## Records from a data source
════════════════════

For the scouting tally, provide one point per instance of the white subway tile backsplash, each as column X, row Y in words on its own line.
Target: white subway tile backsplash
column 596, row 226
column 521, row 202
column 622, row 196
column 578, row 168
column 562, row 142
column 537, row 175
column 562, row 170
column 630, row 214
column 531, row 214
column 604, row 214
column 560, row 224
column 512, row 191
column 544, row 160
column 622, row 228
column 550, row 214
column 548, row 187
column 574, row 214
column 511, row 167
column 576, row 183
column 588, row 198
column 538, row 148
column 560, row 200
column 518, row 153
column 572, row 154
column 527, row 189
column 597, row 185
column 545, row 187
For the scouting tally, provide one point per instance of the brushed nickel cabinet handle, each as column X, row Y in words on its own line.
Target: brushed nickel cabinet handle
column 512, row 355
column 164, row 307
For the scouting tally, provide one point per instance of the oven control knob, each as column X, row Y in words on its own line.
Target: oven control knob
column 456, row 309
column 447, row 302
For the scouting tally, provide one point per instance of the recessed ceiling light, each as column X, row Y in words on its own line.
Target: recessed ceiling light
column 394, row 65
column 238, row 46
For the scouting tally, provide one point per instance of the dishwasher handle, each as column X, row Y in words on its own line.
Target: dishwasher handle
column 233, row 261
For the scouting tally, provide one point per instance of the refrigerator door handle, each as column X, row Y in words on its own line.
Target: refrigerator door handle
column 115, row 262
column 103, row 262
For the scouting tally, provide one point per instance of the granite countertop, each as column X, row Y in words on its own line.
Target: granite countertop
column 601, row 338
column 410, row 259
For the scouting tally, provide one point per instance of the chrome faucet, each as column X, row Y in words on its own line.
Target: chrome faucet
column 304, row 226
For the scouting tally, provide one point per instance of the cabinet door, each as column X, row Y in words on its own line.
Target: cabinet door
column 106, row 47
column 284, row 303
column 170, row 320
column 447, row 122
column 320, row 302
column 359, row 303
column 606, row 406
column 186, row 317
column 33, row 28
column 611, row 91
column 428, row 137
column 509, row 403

════════════════════

## What you will do
Copy all of the entries above exactly as shown.

## The completed task
For the scouting tally, provide one point per instance of the white subway tile backsplash, each as column X, row Y in words on its own line.
Target: white subway tile backsplash
column 596, row 226
column 521, row 202
column 622, row 196
column 578, row 168
column 562, row 142
column 537, row 175
column 562, row 170
column 630, row 214
column 531, row 214
column 604, row 214
column 560, row 224
column 512, row 191
column 544, row 160
column 622, row 228
column 550, row 214
column 548, row 187
column 574, row 214
column 511, row 167
column 576, row 183
column 588, row 198
column 538, row 148
column 560, row 200
column 518, row 153
column 572, row 154
column 527, row 189
column 597, row 185
column 545, row 187
For the scouting tally, provide one point per instance of the brushed nickel cabinet handle, each as column X, row Y in words on its own line.
Target: brushed nickel cabinet handle
column 512, row 355
column 164, row 307
For the scouting tally, provide one point per instance of the oven control knob, each as column X, row Y in words on its own line.
Target: oven control knob
column 456, row 309
column 447, row 302
For the scouting tally, provide one point per instance of the recessed ceiling light, each as column X, row Y in words on its own line.
Target: recessed ceiling light
column 394, row 65
column 238, row 46
For the scouting tally, provide one point per instance of the dishwasher handle, each as column X, row Y in words on its own line.
Target: dishwasher handle
column 233, row 261
For the scouting tally, provide one point per instance of the refrigerator door handle, each as column X, row Y in words on its own line.
Target: refrigerator door handle
column 115, row 262
column 103, row 262
For the scouting tally, provide one point per instance of the granite countertop, each as column X, row Y in words on its own line.
Target: granite countertop
column 601, row 338
column 410, row 259
For the scouting tally, provide one point per instance of the chrome faucet, each as column X, row Y in words on its own line.
Target: chrome faucet
column 304, row 226
For the scouting tally, provide one point per instance of the cabinet door, each as column X, row Y in words on its own line.
Target: cabinet door
column 106, row 47
column 284, row 303
column 170, row 320
column 447, row 122
column 320, row 302
column 359, row 303
column 606, row 406
column 186, row 317
column 33, row 28
column 611, row 91
column 428, row 137
column 509, row 403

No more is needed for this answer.